### STATED PROBLEM:
Report each line of the material below that contains the word "black", copying those lines in full. Matches must agree in case.

### PROVIDED DATA:
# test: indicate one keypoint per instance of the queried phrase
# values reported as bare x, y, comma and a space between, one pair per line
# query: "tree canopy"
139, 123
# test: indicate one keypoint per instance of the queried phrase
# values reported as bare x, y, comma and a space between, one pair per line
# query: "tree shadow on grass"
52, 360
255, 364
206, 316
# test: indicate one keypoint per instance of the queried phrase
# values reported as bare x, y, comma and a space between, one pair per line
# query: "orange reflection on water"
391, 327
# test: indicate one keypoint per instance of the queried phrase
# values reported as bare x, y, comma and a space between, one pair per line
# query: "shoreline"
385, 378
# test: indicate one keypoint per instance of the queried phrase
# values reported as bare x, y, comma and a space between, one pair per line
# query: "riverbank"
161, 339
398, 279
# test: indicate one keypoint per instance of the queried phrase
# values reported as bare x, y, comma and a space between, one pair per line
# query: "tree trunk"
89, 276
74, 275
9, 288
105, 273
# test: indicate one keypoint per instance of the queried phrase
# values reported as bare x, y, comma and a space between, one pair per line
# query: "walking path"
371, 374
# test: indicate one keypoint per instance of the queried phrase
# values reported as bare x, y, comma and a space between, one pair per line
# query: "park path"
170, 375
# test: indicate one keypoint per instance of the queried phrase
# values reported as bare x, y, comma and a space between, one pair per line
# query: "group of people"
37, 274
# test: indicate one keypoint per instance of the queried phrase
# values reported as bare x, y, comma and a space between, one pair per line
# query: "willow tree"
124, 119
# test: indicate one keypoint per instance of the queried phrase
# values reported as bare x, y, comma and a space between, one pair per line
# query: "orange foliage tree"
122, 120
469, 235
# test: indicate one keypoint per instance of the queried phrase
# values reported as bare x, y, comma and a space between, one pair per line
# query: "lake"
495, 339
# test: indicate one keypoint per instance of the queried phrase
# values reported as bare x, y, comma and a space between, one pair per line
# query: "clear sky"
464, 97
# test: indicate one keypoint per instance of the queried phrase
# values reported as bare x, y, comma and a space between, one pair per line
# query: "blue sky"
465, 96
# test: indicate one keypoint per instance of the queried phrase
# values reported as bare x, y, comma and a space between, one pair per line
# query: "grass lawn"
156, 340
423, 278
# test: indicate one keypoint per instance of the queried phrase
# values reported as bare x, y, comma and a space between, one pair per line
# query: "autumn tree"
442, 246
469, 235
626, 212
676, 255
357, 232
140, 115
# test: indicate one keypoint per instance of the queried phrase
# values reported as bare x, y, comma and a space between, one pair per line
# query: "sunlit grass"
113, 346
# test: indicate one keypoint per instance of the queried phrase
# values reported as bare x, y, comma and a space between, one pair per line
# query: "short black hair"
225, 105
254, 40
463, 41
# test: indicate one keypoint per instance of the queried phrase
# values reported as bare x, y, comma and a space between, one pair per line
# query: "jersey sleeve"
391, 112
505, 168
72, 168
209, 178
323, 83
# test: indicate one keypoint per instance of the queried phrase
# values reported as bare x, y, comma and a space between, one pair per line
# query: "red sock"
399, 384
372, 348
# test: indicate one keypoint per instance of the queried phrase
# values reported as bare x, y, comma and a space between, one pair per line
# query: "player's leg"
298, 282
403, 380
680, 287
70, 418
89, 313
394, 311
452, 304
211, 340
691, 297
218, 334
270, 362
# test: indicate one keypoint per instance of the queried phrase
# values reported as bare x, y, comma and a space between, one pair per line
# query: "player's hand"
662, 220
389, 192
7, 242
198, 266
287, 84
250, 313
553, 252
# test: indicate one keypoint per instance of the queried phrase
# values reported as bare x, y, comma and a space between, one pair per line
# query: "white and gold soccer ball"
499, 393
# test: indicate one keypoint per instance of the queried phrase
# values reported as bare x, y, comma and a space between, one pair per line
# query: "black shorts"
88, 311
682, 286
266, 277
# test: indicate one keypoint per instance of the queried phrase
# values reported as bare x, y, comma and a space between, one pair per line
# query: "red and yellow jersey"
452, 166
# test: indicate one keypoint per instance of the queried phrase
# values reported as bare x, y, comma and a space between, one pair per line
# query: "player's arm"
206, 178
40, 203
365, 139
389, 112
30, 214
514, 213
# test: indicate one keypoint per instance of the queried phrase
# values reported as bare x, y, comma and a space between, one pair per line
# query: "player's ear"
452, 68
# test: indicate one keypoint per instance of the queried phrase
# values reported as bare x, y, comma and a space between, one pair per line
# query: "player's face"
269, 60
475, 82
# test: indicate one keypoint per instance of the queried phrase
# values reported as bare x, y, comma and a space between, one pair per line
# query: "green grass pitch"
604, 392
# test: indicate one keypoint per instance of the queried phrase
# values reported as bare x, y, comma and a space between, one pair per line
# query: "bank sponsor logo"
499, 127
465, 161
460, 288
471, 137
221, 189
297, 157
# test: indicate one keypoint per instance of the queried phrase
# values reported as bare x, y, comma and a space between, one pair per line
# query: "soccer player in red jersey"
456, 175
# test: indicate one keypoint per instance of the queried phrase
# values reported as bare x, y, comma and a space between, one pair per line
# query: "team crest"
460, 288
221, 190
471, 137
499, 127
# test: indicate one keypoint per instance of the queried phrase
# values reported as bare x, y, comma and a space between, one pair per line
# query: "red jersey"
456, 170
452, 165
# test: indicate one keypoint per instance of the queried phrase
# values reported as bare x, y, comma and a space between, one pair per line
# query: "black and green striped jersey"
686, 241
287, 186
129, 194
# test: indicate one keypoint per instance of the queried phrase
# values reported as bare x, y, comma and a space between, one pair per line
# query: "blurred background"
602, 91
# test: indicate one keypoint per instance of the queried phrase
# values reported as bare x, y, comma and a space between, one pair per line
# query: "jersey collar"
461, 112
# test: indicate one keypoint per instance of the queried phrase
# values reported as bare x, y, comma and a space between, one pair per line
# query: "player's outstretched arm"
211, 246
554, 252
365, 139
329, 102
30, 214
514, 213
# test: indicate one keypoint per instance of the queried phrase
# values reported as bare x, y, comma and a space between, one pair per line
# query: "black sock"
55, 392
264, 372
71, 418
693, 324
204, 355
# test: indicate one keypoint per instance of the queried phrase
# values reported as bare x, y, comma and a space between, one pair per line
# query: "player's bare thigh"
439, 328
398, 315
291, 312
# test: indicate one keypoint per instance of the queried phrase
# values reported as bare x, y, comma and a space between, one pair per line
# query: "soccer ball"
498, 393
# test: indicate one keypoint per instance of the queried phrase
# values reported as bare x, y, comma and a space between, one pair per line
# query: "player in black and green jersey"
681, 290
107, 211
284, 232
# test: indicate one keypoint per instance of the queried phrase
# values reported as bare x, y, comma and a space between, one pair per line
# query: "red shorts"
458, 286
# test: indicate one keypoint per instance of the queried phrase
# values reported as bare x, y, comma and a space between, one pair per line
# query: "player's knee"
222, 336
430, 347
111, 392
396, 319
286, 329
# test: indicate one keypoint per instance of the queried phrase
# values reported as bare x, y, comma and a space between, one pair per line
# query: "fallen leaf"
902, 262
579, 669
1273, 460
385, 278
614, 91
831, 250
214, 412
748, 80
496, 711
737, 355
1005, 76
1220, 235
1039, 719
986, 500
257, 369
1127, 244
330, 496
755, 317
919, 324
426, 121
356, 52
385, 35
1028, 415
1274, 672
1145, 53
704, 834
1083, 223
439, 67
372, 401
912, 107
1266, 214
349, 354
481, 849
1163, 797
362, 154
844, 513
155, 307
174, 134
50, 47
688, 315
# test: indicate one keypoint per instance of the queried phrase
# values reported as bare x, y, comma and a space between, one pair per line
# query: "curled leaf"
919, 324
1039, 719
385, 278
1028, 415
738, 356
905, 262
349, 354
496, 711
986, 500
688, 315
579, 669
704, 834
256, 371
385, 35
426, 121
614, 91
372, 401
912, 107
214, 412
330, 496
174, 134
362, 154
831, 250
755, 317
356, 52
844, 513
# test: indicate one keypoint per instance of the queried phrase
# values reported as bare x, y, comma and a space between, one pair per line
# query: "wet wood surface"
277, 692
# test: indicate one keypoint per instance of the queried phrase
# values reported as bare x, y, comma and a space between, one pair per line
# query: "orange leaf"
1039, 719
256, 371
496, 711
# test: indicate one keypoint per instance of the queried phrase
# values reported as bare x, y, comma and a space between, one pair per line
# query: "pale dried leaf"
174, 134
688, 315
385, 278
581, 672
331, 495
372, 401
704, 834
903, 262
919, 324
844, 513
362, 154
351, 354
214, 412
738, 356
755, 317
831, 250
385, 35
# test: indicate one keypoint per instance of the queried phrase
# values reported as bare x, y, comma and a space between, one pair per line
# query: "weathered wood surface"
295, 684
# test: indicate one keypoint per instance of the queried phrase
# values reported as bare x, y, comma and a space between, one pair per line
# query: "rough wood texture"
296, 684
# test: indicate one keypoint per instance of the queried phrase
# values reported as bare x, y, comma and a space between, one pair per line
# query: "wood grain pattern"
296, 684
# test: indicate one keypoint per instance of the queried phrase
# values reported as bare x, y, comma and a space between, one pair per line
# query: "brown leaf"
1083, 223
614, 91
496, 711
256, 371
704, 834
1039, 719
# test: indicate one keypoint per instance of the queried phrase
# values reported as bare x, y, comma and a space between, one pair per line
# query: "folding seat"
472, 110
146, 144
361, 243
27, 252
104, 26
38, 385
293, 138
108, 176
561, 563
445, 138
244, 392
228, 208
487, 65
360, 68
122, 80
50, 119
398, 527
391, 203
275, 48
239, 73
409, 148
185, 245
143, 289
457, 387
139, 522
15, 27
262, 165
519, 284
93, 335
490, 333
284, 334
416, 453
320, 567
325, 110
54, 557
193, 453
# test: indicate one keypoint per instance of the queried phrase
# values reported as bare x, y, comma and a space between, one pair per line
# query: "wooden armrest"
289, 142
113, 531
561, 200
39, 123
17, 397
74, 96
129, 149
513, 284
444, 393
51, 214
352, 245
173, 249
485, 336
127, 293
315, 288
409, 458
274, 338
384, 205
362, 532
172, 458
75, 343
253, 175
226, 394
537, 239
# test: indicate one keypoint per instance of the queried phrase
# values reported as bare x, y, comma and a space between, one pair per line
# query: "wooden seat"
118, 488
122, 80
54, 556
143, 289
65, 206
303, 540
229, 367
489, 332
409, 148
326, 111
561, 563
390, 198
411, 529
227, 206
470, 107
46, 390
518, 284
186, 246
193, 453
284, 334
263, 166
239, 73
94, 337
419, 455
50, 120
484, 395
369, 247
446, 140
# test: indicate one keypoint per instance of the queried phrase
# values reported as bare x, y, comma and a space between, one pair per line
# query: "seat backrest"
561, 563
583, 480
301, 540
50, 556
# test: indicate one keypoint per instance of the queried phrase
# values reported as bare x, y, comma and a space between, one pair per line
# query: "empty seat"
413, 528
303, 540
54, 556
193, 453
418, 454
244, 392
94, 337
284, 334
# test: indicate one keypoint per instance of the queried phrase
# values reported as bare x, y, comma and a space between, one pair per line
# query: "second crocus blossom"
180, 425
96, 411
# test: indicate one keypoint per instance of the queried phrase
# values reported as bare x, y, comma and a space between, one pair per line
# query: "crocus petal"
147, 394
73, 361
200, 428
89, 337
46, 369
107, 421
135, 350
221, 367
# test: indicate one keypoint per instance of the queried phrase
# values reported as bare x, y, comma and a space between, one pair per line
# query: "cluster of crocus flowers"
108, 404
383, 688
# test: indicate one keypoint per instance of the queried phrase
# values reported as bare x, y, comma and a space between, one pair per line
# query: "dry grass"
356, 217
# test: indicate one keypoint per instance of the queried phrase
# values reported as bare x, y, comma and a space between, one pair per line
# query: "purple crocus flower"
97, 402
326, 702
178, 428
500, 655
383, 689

### RIGHT ANSWER:
# query: "short black hair"
# query: "black shorts"
# query: "black and green striped jersey"
# query: "black sock"
# query: "player in black and green jersey"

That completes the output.